最后，torch.fx的应用场景是什么呢，其实还真没有不少需要用来变换模块的场景。目前，官方文档里面已经给出了一些具体的应用案例：

Replace one op
Conv/Batch Norm fusion
replace_pattern: Basic usage
Quantization
Invert Transformation

比如Conv/Batch Norm fusion，我们知道在推理阶段将BN融合到Conv里合成一个操作可以加速推理速度，那么torch.fx就很容易实现这个功能，具体的代码实现如下：

# Works for length 2 patterns with 2 modules
def matches_module_pattern(pattern: Iterable[Type], node: fx.Node, modules: Dict[str, Any]):
    if len(node.args) == 0:
        return False
    nodes: Tuple[Any, fx.Node] = (node.args[0], node)
    for expected_type, current_node in zip(pattern, nodes):
        if not isinstance(current_node, fx.Node):
            return False
        if current_node.op != 'call_module':
            return False
        if not isinstance(current_node.target, str):
            return False
        if current_node.target not in modules:
            return False
        if type(modules[current_node.target]) is not expected_type:
            return False
    return True


def replace_node_module(node: fx.Node, modules: Dict[str, Any], new_module: torch.nn.Module):
    assert(isinstance(node.target, str))

你要做的: 请更新文章片段里从“Replace one op”到“args[0], node)”的那一段，把其中的“Quantization”换成“量化”，再把这段完整写出来。

提供的数据:

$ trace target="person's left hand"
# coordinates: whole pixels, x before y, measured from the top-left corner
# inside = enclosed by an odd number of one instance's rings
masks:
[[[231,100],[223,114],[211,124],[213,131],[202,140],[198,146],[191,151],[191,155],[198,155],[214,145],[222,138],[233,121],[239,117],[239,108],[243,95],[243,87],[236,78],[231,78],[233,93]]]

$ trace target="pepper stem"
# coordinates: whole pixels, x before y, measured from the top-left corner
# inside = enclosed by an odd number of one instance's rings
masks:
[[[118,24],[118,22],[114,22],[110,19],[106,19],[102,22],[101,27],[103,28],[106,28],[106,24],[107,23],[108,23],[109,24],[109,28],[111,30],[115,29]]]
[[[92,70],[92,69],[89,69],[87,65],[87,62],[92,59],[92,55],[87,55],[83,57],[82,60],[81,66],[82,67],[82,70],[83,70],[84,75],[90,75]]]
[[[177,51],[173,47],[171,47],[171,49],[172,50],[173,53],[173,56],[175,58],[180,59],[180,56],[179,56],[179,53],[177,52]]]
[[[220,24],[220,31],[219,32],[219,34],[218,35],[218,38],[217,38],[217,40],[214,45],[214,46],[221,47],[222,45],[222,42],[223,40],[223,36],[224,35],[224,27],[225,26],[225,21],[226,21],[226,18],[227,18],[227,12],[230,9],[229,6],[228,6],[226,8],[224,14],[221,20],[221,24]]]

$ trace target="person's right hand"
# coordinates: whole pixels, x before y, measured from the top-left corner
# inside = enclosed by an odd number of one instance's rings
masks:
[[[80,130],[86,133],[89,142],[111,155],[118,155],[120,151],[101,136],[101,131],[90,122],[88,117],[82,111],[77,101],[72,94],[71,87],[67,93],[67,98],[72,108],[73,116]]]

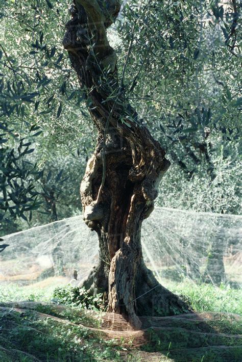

完整回答:
Replace one op
Conv/Batch Norm fusion
replace_pattern: Basic usage
量化
Invert Transformation

比如Conv/Batch Norm fusion，我们知道在推理阶段将BN融合到Conv里合成一个操作可以加速推理速度，那么torch.fx就很容易实现这个功能，具体的代码实现如下：

# Works for length 2 patterns with 2 modules
def matches_module_pattern(pattern: Iterable[Type], node: fx.Node, modules: Dict[str, Any]):
    if len(node.args) == 0:
        return False
    nodes: Tuple[Any, fx.Node] = (node.args[0], node)